New groundbreaking solution for JNSD production: save up to 67 % energy15 September 2020
This Whitepaper is for anyone in the beverage processing industry who works with juices, nectars, still drinks, or teas, which we will abbreviate as JNSD. In general, we can also refer to these beverages as high-acid products with a pH <4.2.
The solutions outlined in this booklet will be of interest to plant managers, quality managers, technical managers and those working with JNSD in a research or development capacity. This whitepaper is provided by Tetra Pak
A future path for JNSD
The JNSD portion of the beverage industry is stable and conservative in many ways, with industrial practices built up over decades to ensure product safety and efficient production processes. So it isn’t often that something new comes along to shake things up.

◆ **Data provided**
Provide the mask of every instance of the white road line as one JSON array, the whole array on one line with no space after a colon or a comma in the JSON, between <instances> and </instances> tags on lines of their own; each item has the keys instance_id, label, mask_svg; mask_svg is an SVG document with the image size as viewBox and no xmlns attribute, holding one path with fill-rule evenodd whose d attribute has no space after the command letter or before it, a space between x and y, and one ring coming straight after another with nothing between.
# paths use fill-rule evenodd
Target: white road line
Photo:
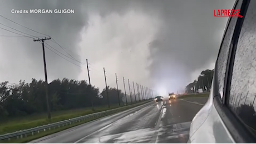
<instances>
[{"instance_id":1,"label":"white road line","mask_svg":"<svg viewBox=\"0 0 256 144\"><path fill-rule=\"evenodd\" d=\"M204 106L204 105L203 105L203 104L198 103L198 102L192 102L192 101L185 100L184 100L184 99L180 99L180 100L183 100L183 101L185 101L188 102L190 102L190 103L192 103L192 104L196 104L196 105L202 105L202 106Z\"/></svg>"},{"instance_id":2,"label":"white road line","mask_svg":"<svg viewBox=\"0 0 256 144\"><path fill-rule=\"evenodd\" d=\"M83 137L83 138L82 138L78 140L78 141L76 141L76 142L74 142L73 143L78 143L79 142L80 142L81 141L82 141L82 140L85 139L86 137L88 137L88 136L91 136L91 135L94 135L94 134L95 134L96 133L99 132L100 132L100 131L102 131L102 130L104 130L104 129L107 128L107 127L110 127L111 125L112 125L112 124L113 124L113 123L114 123L114 122L112 122L112 123L111 123L111 124L109 124L109 125L107 125L107 126L105 126L105 127L104 127L100 128L100 130L97 130L97 131L95 131L95 132L91 133L90 134L90 135L87 135L87 136Z\"/></svg>"},{"instance_id":3,"label":"white road line","mask_svg":"<svg viewBox=\"0 0 256 144\"><path fill-rule=\"evenodd\" d=\"M160 114L159 115L159 117L158 117L157 122L156 122L156 125L155 127L155 133L154 134L154 136L152 138L151 143L155 143L156 142L156 138L157 137L158 135L158 129L159 129L160 124L161 124L161 119L162 119L162 115L163 115L163 107L164 105L162 105L162 109L160 111Z\"/></svg>"},{"instance_id":4,"label":"white road line","mask_svg":"<svg viewBox=\"0 0 256 144\"><path fill-rule=\"evenodd\" d=\"M144 109L147 108L148 107L151 106L151 105L152 105L153 104L150 104L150 105L149 105L146 106L145 107L142 107L142 108L141 108L140 110L138 110L138 111L136 111L135 112L131 113L131 114L130 114L130 115L126 115L126 116L124 116L124 117L122 117L122 118L121 118L121 119L120 119L119 120L118 120L117 121L114 121L114 122L110 123L110 124L109 124L109 125L107 125L107 126L105 126L105 127L104 127L100 128L100 130L97 130L97 131L95 131L95 132L92 132L92 133L90 133L90 134L89 134L89 135L87 135L87 136L86 136L82 137L82 138L79 139L78 140L76 141L76 142L75 142L73 143L77 143L80 142L81 141L83 140L83 139L85 139L86 137L88 137L88 136L91 136L91 135L94 135L95 133L97 133L97 132L100 132L100 131L102 131L102 130L104 130L107 128L107 127L110 127L111 125L112 125L114 123L116 122L117 121L120 121L120 120L123 120L124 118L126 118L127 116L129 116L129 115L134 115L134 114L137 114L138 112L142 110L142 109ZM141 107L142 107L142 106L141 106ZM135 108L137 108L137 107L135 107ZM128 112L130 111L132 111L132 110L134 110L134 109L130 109L130 110L128 110L127 111L126 111L126 112ZM120 114L122 114L122 112L125 112L125 111L126 111L121 112ZM116 114L115 115L117 115L117 114ZM96 120L95 120L95 121L96 121Z\"/></svg>"}]
</instances>

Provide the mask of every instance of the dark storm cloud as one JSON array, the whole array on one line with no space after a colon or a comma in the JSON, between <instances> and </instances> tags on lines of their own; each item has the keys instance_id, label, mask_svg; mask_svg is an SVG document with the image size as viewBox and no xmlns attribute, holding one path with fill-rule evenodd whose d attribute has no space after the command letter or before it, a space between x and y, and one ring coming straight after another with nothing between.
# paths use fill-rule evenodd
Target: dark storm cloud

◆ **Activity list**
- a) Quote the part of the JNSD whitepaper that opens with the words containing "The solutions outlined" and closes with "shake things up.".
- b) Continue the whitepaper on energy savings in JNSD production from the point where it stops.

◆ **Written responses**
- a)
The solutions outlined in this booklet will be of interest to plant managers, quality managers, technical managers and those working with JNSD in a research or development capacity. This whitepaper is provided by Tetra Pak
A future path for JNSD
The JNSD portion of the beverage industry is stable and conservative in many ways, with industrial practices built up over decades to ensure product safety and efficient production processes. So it isn’t often that something new comes along to shake things up.

- b)
As so much of JNSD builds upon the quality of water blended in these beverages, we at Tetra Pak examined and explored how we could reconfigure the processing of ingredients while maintaining product safety and shelf-life – and achieve much lower processing costs as a result. We did this by combining existing technologies – filtration and UV treatment – which can be used to purify water before it is blended with the other beverage ingredients. Our experimentation and innovative equipment and processing parameters yielded extremely satisfying results. While maintaining product safety and quality, this new JNSD line solution can greatly cut down energy-consuming heat treatments – reducing overall energy costs by about 67%. It also reduces water used in cleaning in place (CIP) and sterilization in place (SIP) by about 50%.
The engineering concepts we pilot-tested and verified are relatively straight-forward, as we explain in the following pages. We are now actively seeking beverage producers who would like to test our JNSD line concept in their plants. Please consider joining us on this journey.
The scope of this booklet is JNSD beverages – including teas – that have a pH level <4.2 – in other words, beverages tending to the acidic end of the scale. This is because the natural acidity of fruit counteracts some of the common microorganisms that lead to food spoilage.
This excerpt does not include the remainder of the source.